- _DATA SHOWN_
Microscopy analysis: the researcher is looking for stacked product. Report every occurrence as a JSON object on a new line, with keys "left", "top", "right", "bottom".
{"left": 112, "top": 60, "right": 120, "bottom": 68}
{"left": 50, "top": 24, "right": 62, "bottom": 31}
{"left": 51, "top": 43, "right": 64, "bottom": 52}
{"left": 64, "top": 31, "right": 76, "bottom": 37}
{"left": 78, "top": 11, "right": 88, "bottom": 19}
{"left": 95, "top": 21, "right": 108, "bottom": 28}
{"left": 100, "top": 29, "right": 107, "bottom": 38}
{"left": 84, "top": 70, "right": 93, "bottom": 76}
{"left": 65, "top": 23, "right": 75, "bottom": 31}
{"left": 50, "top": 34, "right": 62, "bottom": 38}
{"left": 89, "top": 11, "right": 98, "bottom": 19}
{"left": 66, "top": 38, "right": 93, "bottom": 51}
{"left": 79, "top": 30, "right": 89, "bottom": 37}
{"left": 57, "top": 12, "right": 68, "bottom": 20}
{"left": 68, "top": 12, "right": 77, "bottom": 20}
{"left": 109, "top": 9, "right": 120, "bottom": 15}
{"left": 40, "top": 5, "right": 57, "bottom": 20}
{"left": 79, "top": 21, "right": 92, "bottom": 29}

- _TASK INSTRUCTIONS_
The answer must be the complete listing, repeated exactly.

- _SOLVED EXERCISE_
Microscopy analysis: the researcher is looking for stacked product. Report every occurrence as a JSON object on a new line, with keys "left", "top", "right", "bottom".
{"left": 112, "top": 60, "right": 120, "bottom": 68}
{"left": 50, "top": 24, "right": 62, "bottom": 31}
{"left": 51, "top": 43, "right": 64, "bottom": 52}
{"left": 64, "top": 31, "right": 76, "bottom": 37}
{"left": 78, "top": 11, "right": 88, "bottom": 19}
{"left": 95, "top": 21, "right": 108, "bottom": 28}
{"left": 100, "top": 29, "right": 107, "bottom": 38}
{"left": 84, "top": 70, "right": 93, "bottom": 76}
{"left": 65, "top": 23, "right": 75, "bottom": 31}
{"left": 50, "top": 34, "right": 62, "bottom": 38}
{"left": 89, "top": 11, "right": 98, "bottom": 19}
{"left": 66, "top": 38, "right": 93, "bottom": 51}
{"left": 79, "top": 30, "right": 89, "bottom": 37}
{"left": 57, "top": 12, "right": 68, "bottom": 20}
{"left": 68, "top": 12, "right": 77, "bottom": 20}
{"left": 109, "top": 9, "right": 120, "bottom": 15}
{"left": 40, "top": 5, "right": 57, "bottom": 20}
{"left": 79, "top": 21, "right": 92, "bottom": 29}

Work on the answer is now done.